▶ Recorded data
--- Start ---
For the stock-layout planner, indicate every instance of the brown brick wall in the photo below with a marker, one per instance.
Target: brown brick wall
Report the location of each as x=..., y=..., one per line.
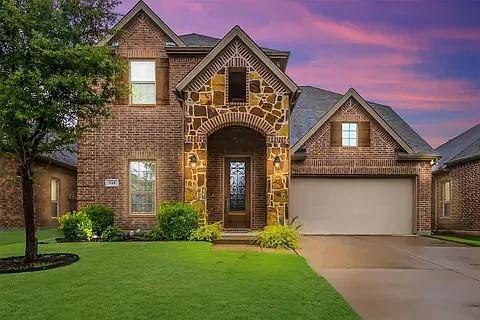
x=238, y=141
x=136, y=132
x=465, y=207
x=379, y=159
x=11, y=210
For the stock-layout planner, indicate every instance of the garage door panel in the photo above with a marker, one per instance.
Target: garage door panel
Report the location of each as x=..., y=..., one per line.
x=353, y=205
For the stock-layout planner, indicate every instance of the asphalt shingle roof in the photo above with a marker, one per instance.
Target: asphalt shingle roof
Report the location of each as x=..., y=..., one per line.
x=200, y=40
x=314, y=103
x=462, y=146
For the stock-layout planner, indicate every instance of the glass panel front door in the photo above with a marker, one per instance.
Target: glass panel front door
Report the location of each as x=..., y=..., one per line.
x=237, y=193
x=238, y=175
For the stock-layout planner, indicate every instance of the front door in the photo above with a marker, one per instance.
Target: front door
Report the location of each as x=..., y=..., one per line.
x=237, y=193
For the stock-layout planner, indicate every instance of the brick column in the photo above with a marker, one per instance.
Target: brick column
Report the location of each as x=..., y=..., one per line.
x=277, y=180
x=424, y=199
x=196, y=177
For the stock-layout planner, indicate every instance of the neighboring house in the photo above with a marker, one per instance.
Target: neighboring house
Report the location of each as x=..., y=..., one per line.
x=456, y=188
x=216, y=123
x=55, y=189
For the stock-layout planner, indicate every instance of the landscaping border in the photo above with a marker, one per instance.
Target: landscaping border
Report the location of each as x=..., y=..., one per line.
x=69, y=259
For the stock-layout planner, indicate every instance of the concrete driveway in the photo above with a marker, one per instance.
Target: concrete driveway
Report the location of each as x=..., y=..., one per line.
x=410, y=277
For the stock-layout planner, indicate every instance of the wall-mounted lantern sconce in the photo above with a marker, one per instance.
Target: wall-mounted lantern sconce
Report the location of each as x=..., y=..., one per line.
x=193, y=161
x=277, y=162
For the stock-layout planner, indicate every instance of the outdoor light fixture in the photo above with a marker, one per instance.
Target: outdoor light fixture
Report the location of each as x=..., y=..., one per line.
x=193, y=161
x=277, y=162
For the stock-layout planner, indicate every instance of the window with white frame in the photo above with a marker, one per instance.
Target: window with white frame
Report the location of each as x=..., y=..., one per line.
x=142, y=187
x=55, y=197
x=447, y=198
x=349, y=134
x=142, y=81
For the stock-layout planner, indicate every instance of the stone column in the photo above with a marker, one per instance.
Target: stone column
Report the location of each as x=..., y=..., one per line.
x=196, y=177
x=277, y=180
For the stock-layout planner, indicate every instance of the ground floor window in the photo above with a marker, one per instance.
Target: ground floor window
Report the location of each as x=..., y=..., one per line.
x=142, y=187
x=54, y=197
x=447, y=198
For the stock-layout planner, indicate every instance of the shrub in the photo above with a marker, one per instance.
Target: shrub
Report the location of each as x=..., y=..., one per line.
x=101, y=217
x=112, y=233
x=278, y=236
x=208, y=232
x=76, y=226
x=156, y=234
x=177, y=220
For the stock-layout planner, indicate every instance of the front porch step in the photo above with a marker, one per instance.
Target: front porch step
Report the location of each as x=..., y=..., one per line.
x=236, y=238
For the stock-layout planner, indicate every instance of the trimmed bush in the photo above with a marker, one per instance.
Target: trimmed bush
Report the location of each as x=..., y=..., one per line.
x=177, y=220
x=113, y=233
x=208, y=232
x=156, y=234
x=76, y=226
x=279, y=237
x=101, y=217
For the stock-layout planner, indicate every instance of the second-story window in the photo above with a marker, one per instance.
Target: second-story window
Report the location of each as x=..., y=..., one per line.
x=349, y=134
x=142, y=81
x=447, y=198
x=237, y=84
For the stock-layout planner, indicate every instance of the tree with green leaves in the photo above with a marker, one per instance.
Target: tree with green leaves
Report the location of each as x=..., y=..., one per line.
x=56, y=82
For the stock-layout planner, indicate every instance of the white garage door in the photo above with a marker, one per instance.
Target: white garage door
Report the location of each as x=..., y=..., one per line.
x=353, y=205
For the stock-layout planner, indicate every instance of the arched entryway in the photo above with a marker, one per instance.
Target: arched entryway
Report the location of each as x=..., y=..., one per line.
x=236, y=177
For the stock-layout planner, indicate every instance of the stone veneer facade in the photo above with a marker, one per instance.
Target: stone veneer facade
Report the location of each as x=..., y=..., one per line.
x=465, y=193
x=266, y=111
x=379, y=159
x=167, y=134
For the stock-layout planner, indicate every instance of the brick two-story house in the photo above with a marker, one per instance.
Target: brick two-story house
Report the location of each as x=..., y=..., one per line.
x=219, y=124
x=55, y=189
x=456, y=188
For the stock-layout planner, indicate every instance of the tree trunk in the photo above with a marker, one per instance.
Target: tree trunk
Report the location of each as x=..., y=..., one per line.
x=31, y=248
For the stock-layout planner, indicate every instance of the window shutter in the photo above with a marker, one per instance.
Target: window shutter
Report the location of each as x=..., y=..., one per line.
x=364, y=134
x=162, y=81
x=335, y=134
x=124, y=80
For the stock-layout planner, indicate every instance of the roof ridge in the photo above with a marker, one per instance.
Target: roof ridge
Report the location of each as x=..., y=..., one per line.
x=329, y=91
x=199, y=34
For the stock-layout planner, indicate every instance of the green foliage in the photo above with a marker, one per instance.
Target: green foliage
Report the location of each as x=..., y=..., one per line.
x=76, y=226
x=56, y=81
x=208, y=232
x=112, y=233
x=177, y=220
x=155, y=234
x=279, y=236
x=101, y=217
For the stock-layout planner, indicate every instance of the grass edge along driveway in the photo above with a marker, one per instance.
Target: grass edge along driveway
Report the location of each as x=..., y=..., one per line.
x=168, y=280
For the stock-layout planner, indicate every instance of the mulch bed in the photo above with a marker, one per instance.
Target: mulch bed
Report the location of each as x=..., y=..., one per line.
x=43, y=262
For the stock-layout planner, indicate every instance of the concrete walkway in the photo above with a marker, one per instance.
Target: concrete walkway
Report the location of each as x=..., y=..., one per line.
x=408, y=277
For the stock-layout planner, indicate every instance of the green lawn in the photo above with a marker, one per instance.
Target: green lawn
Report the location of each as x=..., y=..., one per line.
x=167, y=280
x=468, y=240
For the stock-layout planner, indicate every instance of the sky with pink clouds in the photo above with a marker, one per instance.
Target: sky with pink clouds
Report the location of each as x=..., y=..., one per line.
x=420, y=57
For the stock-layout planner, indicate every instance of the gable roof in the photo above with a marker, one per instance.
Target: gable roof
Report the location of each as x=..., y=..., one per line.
x=464, y=147
x=314, y=104
x=142, y=6
x=203, y=41
x=236, y=32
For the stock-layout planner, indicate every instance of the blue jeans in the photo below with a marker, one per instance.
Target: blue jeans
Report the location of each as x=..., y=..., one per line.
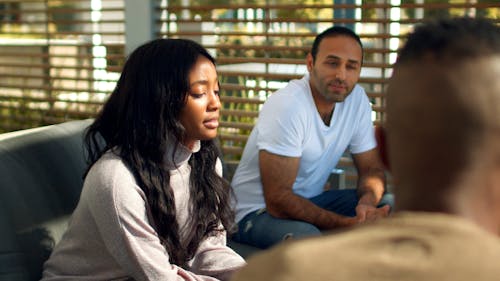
x=262, y=230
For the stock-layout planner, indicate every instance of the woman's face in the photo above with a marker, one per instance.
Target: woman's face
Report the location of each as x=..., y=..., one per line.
x=200, y=114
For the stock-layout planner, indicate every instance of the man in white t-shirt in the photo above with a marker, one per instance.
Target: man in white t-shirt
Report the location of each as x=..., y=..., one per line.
x=302, y=131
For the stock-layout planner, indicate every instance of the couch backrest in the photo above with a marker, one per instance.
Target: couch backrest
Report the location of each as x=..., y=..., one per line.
x=41, y=176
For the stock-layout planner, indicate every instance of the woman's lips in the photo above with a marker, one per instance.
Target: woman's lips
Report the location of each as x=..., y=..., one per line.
x=211, y=123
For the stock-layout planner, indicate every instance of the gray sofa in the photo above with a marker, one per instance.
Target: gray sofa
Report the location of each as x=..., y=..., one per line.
x=41, y=176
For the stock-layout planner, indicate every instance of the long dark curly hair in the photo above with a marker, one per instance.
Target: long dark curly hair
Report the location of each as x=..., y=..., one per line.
x=141, y=118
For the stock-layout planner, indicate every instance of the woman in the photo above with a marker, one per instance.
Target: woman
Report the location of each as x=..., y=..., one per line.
x=153, y=205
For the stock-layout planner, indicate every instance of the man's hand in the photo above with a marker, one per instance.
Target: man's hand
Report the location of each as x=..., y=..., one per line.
x=368, y=213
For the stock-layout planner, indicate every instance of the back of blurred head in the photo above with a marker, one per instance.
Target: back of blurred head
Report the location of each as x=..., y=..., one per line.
x=443, y=120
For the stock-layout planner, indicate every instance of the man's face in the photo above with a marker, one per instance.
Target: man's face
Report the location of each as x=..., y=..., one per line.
x=336, y=69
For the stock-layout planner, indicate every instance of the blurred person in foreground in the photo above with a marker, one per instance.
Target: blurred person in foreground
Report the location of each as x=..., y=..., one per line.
x=443, y=147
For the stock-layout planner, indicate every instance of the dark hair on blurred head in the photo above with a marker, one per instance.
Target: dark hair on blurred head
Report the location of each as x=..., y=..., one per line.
x=333, y=32
x=449, y=38
x=140, y=119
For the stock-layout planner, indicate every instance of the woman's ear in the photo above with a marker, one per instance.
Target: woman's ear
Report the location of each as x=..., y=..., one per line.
x=382, y=145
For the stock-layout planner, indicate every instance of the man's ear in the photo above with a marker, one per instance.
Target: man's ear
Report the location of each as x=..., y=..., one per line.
x=309, y=62
x=382, y=145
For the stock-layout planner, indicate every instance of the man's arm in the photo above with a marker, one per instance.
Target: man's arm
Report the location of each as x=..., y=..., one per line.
x=371, y=183
x=278, y=174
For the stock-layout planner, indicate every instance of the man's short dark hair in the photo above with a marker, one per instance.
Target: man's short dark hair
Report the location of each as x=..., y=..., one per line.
x=332, y=32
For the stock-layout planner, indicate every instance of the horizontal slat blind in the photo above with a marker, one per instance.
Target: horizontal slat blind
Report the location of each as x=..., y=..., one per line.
x=58, y=59
x=259, y=47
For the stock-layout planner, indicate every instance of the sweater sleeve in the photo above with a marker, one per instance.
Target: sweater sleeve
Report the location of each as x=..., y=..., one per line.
x=118, y=207
x=215, y=258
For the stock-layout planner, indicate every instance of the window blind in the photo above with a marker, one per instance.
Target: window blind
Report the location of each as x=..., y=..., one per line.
x=58, y=59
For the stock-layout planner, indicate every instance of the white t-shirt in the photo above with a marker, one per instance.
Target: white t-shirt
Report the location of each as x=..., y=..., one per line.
x=290, y=125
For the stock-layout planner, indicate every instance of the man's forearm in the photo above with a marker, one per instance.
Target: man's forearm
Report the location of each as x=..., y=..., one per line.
x=292, y=206
x=371, y=187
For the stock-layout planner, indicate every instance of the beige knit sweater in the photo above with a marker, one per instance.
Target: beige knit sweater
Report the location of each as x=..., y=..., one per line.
x=110, y=236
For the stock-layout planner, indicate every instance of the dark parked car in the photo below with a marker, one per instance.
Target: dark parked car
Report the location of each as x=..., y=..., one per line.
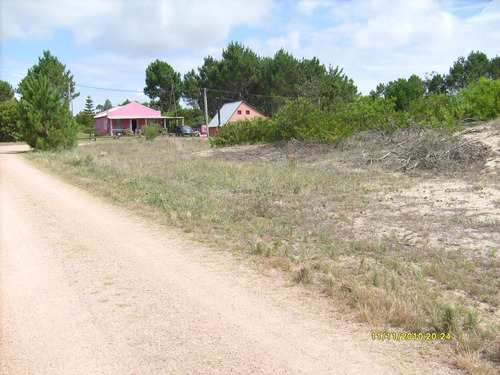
x=183, y=130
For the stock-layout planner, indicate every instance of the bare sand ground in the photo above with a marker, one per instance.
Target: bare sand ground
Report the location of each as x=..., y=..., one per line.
x=89, y=288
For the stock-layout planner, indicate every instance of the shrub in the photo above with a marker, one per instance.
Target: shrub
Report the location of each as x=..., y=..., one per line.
x=481, y=100
x=150, y=132
x=248, y=131
x=303, y=120
x=437, y=111
x=372, y=114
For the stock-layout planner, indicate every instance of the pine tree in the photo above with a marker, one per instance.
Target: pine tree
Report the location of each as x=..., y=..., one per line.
x=61, y=79
x=45, y=118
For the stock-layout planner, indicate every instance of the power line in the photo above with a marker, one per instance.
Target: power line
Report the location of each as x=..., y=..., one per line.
x=106, y=89
x=194, y=91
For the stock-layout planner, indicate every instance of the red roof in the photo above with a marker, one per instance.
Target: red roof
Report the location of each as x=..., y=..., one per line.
x=130, y=110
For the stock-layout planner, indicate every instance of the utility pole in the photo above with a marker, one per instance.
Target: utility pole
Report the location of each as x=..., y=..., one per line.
x=206, y=109
x=218, y=111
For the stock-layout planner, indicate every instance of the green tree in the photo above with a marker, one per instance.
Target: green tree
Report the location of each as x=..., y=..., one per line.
x=9, y=116
x=165, y=84
x=60, y=79
x=481, y=100
x=404, y=91
x=104, y=107
x=45, y=119
x=466, y=71
x=6, y=91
--- End ---
▶ Goal
Rewrite the part of the records that opens with the line containing "For the stock-layout planner, indicate every instance of the red" and closes with the line containing "x=130, y=110" as a JSON list of strings, one string per line, with blank lines left out.

▶ Reply to the task
[
  "For the stock-layout planner, indicate every instance of the red roof in the photo above with a marker, one per instance.",
  "Target: red roof",
  "Report the location of each as x=..., y=..., one per line.",
  "x=130, y=110"
]